**** Page text ****

Time for Your Meds, Oscar

THE KILLOUGH CHRONICLES

by James Killough  @James_Killough

Since I started living with a psychic medium, I’ve been reminded that there is no such thing as coincidence.  It’s all synchronicity: everything has a reason, a purpose, a place in the Great Algorithm of Existence, which is why it cannot be mere coincidence that the Academy Award nominations came out during Mental Health Awareness Week.

If you have any doubts about the mystical Order of Things in the Universe, I invite you to screen Tree of Life, the subject of one of my reviews from last year that I had a good chuckle writing.  Despite the fact it isn’t properly speaking a narrative film because it entirely discards every Aristotelian principle of dramatic form, TOL was not only given a Best Picture nod, it also received one for Best Director, Terrence Malick.

I am being cruel.  TOL doesn’t entirely discard Aristotle’s wise, eternal, correct breakdown of how a drama should be presented.  Malick has kept the chorus, the one element of theatrical presentation from Ancient Greece we have dispensed with.  Malick’s is a Chorus of Great American Trees, lots of them, endless amounts of them, shot from below with flares of sunlight seeping through like God’s grace.  Snooooore.

No. No. No.

Note to AMPAS voters: awarding Malick or his pseudo-spiritual pabulum an Oscar is the same as giving Paul Coehlo a Nobel Prize for Literature.  But wait: most of you are in LA.  You might actually think that’s a good thing to do.

There are always a couple of categories in every nomination roster that are the most interesting from a bookie’s standpoint because it could go a few ways, narrowing the odds, and this year one of them is Best Actor.  In typical fashion, I believe I managed to review A Better Life without ever once mentioning the performance of its lead, Damián Bichir, namely because he disappeared into the role so convincingly as a Mexican gardener in LA, which means a lot to someone living in LA who interacts with Mexican gardeners all the time, if only to swear at them from the window when they are interrupting my writer’s block.  It’s okay: they can’t hear me over the noise of the leaf blowers.

**** Material for this task ****

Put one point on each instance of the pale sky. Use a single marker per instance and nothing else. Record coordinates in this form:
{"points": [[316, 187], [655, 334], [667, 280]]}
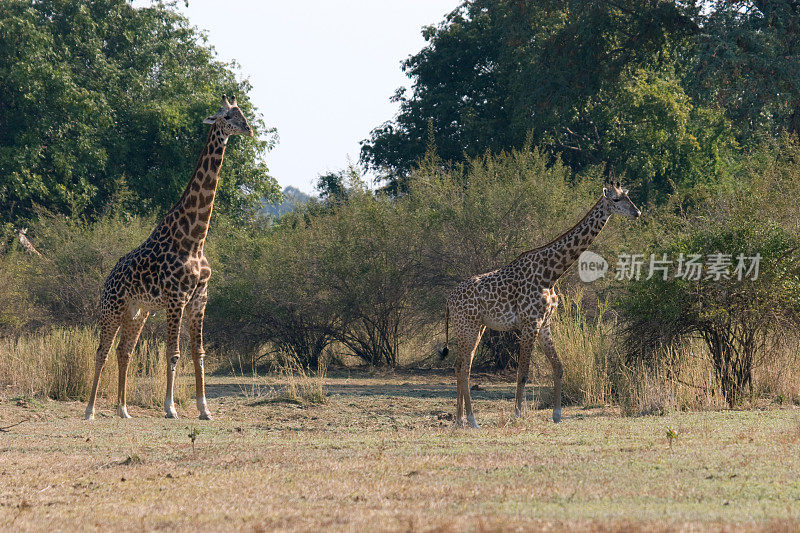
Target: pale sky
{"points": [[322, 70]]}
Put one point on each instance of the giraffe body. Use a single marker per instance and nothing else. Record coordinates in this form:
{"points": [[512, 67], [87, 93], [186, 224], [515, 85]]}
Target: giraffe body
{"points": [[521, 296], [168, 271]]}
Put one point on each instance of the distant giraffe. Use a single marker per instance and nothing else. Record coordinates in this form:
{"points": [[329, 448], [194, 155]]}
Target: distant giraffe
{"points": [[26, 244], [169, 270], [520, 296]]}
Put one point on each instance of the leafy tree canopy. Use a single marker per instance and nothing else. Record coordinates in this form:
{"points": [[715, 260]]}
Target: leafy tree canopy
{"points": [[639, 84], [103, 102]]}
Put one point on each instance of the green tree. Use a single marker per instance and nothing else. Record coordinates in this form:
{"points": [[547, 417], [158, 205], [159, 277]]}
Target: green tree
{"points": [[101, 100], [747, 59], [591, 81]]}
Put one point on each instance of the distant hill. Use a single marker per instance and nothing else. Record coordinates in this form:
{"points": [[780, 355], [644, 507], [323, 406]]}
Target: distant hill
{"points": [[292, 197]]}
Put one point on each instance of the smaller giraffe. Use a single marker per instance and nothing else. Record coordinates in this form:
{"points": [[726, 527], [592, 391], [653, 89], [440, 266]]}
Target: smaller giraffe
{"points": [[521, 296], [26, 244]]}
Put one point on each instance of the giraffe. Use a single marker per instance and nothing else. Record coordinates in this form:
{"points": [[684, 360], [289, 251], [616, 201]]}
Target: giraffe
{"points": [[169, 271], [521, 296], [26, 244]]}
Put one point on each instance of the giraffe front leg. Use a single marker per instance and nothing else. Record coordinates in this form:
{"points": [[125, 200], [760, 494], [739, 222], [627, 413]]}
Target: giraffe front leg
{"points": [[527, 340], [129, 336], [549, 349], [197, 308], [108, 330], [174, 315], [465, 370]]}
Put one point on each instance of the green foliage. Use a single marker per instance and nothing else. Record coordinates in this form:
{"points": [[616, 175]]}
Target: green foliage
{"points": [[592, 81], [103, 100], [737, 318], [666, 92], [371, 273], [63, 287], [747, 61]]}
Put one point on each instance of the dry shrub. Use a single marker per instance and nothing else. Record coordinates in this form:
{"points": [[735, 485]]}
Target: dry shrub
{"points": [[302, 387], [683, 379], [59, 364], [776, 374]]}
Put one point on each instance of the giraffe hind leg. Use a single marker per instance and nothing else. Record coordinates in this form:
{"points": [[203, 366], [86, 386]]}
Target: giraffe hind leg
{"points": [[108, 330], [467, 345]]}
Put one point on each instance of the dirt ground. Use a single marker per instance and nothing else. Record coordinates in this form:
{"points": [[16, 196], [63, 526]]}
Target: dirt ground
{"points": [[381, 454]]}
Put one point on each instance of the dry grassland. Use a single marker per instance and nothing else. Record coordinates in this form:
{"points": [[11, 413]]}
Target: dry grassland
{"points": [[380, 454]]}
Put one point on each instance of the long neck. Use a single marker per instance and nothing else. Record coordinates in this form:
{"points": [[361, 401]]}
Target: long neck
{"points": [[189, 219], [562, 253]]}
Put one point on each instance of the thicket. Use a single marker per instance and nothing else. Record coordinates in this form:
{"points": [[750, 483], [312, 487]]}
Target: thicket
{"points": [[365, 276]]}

****
**** Material for this task ****

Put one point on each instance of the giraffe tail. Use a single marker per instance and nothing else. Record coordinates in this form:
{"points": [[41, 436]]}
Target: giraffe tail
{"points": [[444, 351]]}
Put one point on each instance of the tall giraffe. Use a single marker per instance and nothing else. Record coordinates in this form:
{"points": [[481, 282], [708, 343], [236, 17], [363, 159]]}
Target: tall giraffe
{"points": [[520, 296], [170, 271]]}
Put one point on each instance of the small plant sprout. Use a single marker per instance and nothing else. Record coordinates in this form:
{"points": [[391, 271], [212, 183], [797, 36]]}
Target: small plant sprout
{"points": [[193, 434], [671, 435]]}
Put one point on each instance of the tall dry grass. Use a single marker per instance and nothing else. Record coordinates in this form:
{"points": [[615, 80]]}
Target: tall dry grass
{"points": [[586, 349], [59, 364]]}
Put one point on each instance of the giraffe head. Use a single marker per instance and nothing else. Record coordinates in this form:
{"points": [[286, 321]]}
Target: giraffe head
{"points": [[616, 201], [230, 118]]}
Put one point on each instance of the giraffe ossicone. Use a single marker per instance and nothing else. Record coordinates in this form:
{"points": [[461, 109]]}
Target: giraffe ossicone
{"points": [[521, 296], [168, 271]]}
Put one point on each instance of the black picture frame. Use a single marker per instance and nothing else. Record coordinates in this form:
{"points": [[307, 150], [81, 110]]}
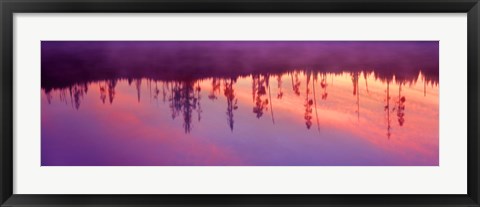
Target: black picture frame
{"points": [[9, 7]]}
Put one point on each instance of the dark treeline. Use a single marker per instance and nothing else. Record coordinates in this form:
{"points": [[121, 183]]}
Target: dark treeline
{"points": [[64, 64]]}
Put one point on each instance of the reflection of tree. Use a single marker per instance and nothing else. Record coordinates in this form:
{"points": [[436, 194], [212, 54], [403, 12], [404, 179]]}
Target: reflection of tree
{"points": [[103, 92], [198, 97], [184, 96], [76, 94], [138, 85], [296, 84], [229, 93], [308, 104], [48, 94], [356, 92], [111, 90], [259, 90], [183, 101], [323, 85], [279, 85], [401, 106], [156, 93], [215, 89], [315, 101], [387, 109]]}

****

Actions to take:
(a) In the Oscar piece, what role does Damián Bichir play in A Better Life?
(b) How many lines of the records contain the string "distant"? Give only the number.

Responses per task:
(a) A Mexican gardener in LA.

(b) 4